Can you repeat all of the entries below word for word, leaving the pictures out?

Rows from a dataset:
+---+

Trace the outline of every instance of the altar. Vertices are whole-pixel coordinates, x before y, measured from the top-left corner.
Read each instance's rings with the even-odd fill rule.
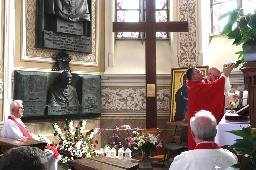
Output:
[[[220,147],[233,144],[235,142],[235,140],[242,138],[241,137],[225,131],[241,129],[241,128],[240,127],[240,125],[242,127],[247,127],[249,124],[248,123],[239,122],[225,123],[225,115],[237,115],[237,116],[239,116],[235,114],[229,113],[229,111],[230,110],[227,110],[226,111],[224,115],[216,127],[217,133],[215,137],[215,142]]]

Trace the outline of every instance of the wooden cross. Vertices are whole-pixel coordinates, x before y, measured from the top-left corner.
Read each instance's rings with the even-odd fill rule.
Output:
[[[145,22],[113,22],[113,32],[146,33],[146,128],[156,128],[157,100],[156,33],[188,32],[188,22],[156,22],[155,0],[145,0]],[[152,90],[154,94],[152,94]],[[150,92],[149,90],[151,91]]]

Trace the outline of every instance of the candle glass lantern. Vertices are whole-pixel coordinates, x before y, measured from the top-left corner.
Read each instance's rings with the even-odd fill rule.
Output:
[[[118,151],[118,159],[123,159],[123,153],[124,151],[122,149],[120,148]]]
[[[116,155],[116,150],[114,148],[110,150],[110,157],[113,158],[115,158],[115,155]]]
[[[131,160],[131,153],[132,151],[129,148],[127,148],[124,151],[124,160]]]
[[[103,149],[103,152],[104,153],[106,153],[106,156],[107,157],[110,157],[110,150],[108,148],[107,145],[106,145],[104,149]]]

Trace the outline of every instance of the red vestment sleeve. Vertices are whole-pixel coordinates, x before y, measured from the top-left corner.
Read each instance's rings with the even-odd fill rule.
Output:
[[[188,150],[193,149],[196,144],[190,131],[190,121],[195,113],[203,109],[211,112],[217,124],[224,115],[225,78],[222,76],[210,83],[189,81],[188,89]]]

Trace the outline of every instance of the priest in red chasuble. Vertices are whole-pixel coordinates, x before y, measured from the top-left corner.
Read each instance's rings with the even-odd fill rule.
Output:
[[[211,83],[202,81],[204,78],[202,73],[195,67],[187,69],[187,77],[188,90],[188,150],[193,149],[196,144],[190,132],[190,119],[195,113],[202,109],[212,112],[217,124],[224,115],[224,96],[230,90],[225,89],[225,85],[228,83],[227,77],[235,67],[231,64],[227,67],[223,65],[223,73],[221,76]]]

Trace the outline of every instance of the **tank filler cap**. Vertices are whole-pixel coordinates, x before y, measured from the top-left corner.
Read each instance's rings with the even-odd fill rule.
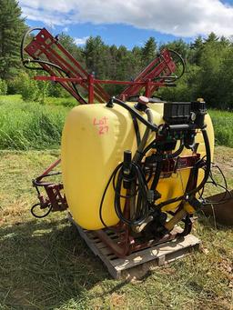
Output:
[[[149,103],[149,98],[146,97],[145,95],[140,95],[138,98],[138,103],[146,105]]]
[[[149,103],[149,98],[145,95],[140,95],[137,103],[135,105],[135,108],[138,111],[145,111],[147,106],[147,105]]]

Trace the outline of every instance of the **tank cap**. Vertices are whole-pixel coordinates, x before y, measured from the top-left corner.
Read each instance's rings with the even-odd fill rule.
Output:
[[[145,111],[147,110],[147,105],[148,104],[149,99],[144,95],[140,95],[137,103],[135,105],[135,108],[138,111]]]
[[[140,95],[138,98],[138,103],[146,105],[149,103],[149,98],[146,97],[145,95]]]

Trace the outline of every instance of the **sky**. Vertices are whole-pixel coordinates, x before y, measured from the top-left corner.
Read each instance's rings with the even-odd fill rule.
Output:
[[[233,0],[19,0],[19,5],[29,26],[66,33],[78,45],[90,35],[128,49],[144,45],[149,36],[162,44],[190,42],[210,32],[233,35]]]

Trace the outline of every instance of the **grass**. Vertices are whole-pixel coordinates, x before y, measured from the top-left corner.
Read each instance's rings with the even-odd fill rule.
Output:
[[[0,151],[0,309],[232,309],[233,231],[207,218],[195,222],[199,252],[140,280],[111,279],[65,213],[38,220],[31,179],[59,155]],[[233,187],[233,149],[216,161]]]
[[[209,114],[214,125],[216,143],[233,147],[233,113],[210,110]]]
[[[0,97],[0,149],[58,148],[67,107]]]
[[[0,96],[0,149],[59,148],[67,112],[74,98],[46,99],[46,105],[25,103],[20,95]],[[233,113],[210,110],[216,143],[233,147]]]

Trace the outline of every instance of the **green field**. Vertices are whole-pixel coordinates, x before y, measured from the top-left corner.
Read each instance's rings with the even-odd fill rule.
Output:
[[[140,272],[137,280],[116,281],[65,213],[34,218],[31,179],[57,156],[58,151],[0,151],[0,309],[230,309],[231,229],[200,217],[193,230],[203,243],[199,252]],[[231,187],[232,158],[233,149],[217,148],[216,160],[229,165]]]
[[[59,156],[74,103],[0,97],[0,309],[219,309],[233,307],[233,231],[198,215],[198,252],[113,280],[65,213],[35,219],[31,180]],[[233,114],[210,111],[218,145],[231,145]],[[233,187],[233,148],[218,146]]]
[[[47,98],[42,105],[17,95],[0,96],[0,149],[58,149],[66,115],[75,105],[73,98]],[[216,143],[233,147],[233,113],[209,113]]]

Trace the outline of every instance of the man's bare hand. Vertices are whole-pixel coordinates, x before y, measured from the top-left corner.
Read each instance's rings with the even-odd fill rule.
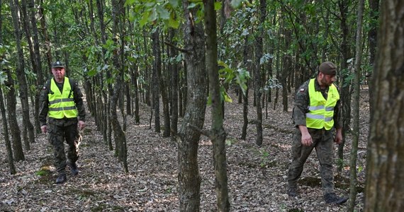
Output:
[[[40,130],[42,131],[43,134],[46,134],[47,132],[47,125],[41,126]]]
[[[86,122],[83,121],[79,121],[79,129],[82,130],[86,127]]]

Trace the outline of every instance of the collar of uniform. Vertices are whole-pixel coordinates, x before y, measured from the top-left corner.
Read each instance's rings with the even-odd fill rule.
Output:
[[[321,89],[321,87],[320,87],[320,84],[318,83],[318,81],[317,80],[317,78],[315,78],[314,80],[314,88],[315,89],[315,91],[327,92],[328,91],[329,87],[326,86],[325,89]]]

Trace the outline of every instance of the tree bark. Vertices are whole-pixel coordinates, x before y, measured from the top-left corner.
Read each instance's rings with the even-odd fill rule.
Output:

+---+

▶ Exercise answer
Trace the outline of every instance of the altar. Vertices are whole-pixel coordinates, x before y, measured from the top-left corner.
Read each instance's rings with the even-odd fill rule.
Output:
[[[220,147],[233,144],[235,142],[235,140],[242,138],[241,137],[225,131],[241,129],[241,128],[240,127],[240,125],[242,127],[247,127],[249,124],[248,123],[239,122],[225,123],[225,115],[237,115],[237,116],[239,116],[235,114],[229,113],[229,111],[230,110],[227,110],[226,111],[224,115],[216,127],[217,133],[215,137],[215,142]]]

Trace the outline of every instance of the wooden cross. Vertices are whole-pixel coordinates, x before y, measured from the top-left corner.
Read each instance's rings with the even-odd fill rule.
Output:
[[[145,22],[113,22],[113,32],[146,33],[146,128],[156,128],[157,100],[156,33],[188,32],[188,22],[156,22],[155,0],[145,0]],[[152,90],[154,94],[152,94]],[[150,92],[149,90],[151,91]]]

Trace the outline of every instance of the candle glass lantern. Vertices are whole-pixel coordinates, x before y, measured from the top-left corner.
Read each instance's rings with the even-odd fill rule.
Output:
[[[118,151],[118,159],[123,159],[123,153],[124,151],[122,149],[120,148]]]
[[[116,155],[116,150],[114,148],[110,150],[110,157],[113,158],[115,158],[115,155]]]
[[[131,160],[131,153],[132,151],[129,148],[127,148],[124,151],[124,160]]]
[[[103,149],[103,152],[104,153],[106,153],[106,156],[107,157],[110,157],[110,150],[108,148],[107,145],[106,145],[104,149]]]

Trace the outline of every instance of the red vestment sleeve. Vertices are whole-pixel coordinates, x before y, measured from the top-left corner.
Read each instance's rings with the even-odd fill rule.
Output:
[[[188,150],[193,149],[196,144],[190,131],[190,121],[195,113],[203,109],[211,112],[217,124],[224,115],[225,78],[222,76],[210,83],[189,81],[188,89]]]

Trace the outline of every instance of the priest in red chasuble. Vertices are whole-pixel coordinates, x before y, measured from the top-left corner.
Read each instance's rings with the even-odd fill rule.
Output:
[[[211,83],[202,81],[204,78],[202,73],[195,67],[187,69],[187,77],[188,90],[188,150],[193,149],[196,144],[190,132],[190,119],[195,113],[202,109],[212,112],[217,124],[224,115],[224,96],[230,90],[225,89],[225,85],[228,83],[227,77],[235,67],[231,64],[227,67],[223,65],[223,73],[221,76]]]

Trace the outline of every instance of the **tank filler cap**. Vertices are whole-pixel coordinates, x before y, measured from the top-left corner.
Read each instance's rings with the even-odd fill rule.
Output:
[[[149,103],[149,98],[146,97],[145,95],[140,95],[138,98],[138,103],[146,105]]]
[[[149,103],[149,98],[145,95],[140,95],[137,103],[135,105],[135,108],[138,111],[145,111],[147,106],[147,105]]]

Trace the outline of every instance of the **tank cap**. Vertices are whole-pixel coordinates, x before y, measured from the top-left corner.
Read each instance's rings with the even-odd fill rule.
Output:
[[[145,111],[147,110],[147,105],[148,104],[149,99],[144,95],[140,95],[137,103],[135,105],[135,108],[138,111]]]
[[[140,95],[138,98],[138,103],[146,105],[149,103],[149,98],[146,97],[145,95]]]

Trace the outline of every instance of the **sky**. Vertices are whole-pixel coordinates, x before y, measured from the top-left corner.
Read each instance's rings with the even-odd fill rule.
Output:
[[[233,0],[19,0],[19,5],[29,26],[66,33],[78,45],[90,35],[128,49],[144,45],[149,36],[162,44],[190,42],[210,32],[233,35]]]

Trace the outline of every instance of the **grass**. Vertices are whole-pixel coordinates, x before y, measured from the top-left corner.
Read each instance's rings with the even-odd fill rule.
Output:
[[[0,151],[0,309],[232,309],[233,231],[207,218],[195,222],[199,252],[140,280],[111,279],[65,213],[38,220],[31,179],[59,155]],[[233,187],[233,149],[216,161]]]
[[[209,114],[214,125],[216,143],[233,147],[233,113],[210,110]]]
[[[0,97],[0,149],[58,148],[67,107]]]
[[[0,96],[0,149],[59,148],[67,112],[74,98],[46,99],[46,105],[25,103],[20,95]],[[233,113],[210,110],[216,143],[233,147]]]

Trace the outline of every instance of the **green field**. Vertices are whole-pixel coordinates, x before y, measured from the top-left corner.
Read each instance's rings with the even-odd fill rule.
Output:
[[[140,272],[137,280],[116,281],[65,213],[34,218],[31,179],[57,156],[58,151],[0,151],[0,309],[230,309],[231,229],[200,217],[193,230],[203,243],[199,252]],[[231,187],[232,158],[233,149],[217,148],[216,160],[229,165]]]
[[[59,156],[74,103],[0,97],[0,309],[219,309],[233,307],[233,231],[198,215],[198,252],[113,280],[65,213],[35,219],[31,180]],[[233,114],[210,111],[218,145],[231,145]],[[233,187],[233,148],[218,146]]]
[[[47,98],[42,105],[17,95],[0,96],[0,149],[58,149],[66,115],[75,105],[73,98]],[[216,143],[233,147],[233,113],[209,113]]]

Trace the outline of every instance of the man's bare hand. Vertices are whole-pixel coordinates, x before y, measured from the top-left corner.
Read each instance's rings with the even-odd fill rule.
Output:
[[[40,130],[42,131],[43,134],[46,134],[47,132],[47,125],[41,126]]]
[[[86,122],[83,121],[79,121],[79,129],[82,130],[86,127]]]

Trace the outline of every instance of the collar of uniform. Vertices are whole-pixel coordinates, x before y, measured from the top-left corner.
Read each instance's rings with the even-odd fill rule.
Output:
[[[321,89],[321,87],[320,87],[320,84],[318,83],[318,81],[317,80],[317,78],[315,78],[314,80],[314,88],[315,89],[315,91],[327,92],[328,91],[329,87],[326,86],[325,89]]]

Trace the outline of every instance of the tree bark. Vertices are whole-pixel coordinates, x before y, measured from the top-left corner.
Read each instance's rings with the even-odd fill rule.
Output:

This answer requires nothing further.